Reescreva integralmente as linhas que vão da que contém "the tree foliage" até a que contém "[(474, 184), (264, 212), (69, 438)]", inclusive, e reescale as coordenadas dos pontos nas respostas multiplicando-as por 0,35 e arredondando para inteiros, com as metades arredondadas para cima. Todo o restante dessas linhas, inclusive as listas dadas como modelo de formato, permanece inalterado.
----------------------------------------
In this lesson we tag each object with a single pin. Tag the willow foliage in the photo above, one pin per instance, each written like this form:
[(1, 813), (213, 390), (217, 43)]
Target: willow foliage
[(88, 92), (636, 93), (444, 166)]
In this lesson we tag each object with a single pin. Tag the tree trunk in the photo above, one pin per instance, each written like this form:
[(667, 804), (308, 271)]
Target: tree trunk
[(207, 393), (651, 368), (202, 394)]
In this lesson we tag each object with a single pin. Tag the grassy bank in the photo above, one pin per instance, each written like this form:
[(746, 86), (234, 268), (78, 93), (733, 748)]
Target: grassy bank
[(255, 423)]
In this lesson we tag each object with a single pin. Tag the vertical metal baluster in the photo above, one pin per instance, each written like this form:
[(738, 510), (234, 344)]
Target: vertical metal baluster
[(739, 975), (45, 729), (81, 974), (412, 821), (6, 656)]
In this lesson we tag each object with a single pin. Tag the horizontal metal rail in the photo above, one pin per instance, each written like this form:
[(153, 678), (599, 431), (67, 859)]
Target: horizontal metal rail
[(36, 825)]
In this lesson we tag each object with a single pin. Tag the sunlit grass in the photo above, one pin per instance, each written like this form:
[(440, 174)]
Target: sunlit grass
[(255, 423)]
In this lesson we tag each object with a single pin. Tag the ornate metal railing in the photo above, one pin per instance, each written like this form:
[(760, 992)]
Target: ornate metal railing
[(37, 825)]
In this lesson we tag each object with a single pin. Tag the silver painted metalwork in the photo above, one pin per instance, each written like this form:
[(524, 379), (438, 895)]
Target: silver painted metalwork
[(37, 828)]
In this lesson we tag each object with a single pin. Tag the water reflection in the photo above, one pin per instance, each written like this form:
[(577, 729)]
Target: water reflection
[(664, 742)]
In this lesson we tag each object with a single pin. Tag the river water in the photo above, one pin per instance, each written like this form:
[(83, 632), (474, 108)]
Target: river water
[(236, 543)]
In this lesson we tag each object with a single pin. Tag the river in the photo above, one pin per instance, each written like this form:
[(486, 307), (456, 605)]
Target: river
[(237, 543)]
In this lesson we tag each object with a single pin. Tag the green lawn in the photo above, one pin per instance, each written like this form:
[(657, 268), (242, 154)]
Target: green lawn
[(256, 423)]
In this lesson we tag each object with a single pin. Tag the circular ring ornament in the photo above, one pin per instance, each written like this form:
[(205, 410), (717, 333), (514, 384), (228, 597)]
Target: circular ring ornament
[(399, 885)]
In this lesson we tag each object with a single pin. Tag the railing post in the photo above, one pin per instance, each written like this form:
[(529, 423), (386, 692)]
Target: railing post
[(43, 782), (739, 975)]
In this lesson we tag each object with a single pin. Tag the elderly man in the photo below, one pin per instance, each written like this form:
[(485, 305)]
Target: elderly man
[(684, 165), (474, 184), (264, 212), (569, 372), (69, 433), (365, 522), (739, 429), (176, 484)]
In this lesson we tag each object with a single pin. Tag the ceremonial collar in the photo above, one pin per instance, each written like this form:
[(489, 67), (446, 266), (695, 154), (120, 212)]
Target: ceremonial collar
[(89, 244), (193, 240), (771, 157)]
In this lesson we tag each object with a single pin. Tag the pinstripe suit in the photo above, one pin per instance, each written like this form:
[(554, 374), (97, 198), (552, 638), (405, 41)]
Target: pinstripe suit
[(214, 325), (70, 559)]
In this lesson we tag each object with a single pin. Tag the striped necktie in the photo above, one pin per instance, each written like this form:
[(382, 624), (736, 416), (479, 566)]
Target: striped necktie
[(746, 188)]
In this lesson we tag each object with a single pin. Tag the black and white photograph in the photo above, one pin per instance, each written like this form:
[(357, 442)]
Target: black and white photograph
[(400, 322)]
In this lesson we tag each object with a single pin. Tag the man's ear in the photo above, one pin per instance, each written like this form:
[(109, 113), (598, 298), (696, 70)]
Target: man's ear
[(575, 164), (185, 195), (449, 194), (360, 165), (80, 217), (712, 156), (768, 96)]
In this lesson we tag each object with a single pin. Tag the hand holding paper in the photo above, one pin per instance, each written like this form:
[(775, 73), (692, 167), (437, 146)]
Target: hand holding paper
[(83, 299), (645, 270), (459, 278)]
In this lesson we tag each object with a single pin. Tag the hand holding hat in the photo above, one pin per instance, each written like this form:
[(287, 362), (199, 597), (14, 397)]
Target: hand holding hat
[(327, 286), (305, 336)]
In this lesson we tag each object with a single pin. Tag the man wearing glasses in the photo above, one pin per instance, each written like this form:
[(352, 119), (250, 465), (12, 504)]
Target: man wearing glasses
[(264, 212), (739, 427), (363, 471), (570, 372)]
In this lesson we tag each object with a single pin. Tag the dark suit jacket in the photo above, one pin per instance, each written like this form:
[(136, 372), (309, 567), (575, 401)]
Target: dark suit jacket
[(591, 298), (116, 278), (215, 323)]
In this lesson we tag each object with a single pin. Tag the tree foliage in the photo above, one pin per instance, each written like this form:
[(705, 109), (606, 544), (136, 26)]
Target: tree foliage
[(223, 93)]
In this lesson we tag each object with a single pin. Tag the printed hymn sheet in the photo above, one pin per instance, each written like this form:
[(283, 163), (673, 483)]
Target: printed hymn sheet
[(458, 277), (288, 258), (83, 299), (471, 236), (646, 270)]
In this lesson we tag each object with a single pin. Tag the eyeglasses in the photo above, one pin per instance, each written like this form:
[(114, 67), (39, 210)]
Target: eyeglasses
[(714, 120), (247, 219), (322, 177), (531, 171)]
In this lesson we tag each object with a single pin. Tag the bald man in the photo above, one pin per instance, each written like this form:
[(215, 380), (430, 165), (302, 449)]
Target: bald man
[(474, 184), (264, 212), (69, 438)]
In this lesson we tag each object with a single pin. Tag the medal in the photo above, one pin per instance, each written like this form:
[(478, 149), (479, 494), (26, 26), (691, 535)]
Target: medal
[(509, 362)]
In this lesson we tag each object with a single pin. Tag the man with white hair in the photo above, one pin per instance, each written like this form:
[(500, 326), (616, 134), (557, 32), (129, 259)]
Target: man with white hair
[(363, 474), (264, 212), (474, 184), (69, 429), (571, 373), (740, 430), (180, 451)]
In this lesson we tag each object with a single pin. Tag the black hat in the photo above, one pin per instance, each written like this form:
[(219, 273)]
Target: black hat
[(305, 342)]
----------------------------------------
RESULTADO DO EXERCÍCIO:
In this lesson we tag each object with a single pin. Tag the tree foliage in the photo above, one pin per instance, each written like this form:
[(705, 109), (606, 544), (136, 26)]
Target: tree foliage
[(78, 33)]
In this lesson we tag each object with a single pin. Tag the printed hymn sheet in the photo above, one pin per instance, each written like this form:
[(283, 163), (673, 483)]
Target: printed hymn sheet
[(160, 97), (101, 90), (29, 105), (165, 83), (226, 95)]
In this lesson we tag each object with a single pin. Tag the eyeglasses in the photo above, one pin per instance, each written like this form:
[(114, 67), (39, 210)]
Target: eyeglasses
[(250, 42), (86, 77), (113, 62), (186, 60)]
In this lesson we tag each object with a single pin. Tag the bald man in the photo above, one pin per instance, each written like this form:
[(215, 380), (430, 165), (302, 449)]
Target: bald man
[(166, 64), (92, 74), (24, 153)]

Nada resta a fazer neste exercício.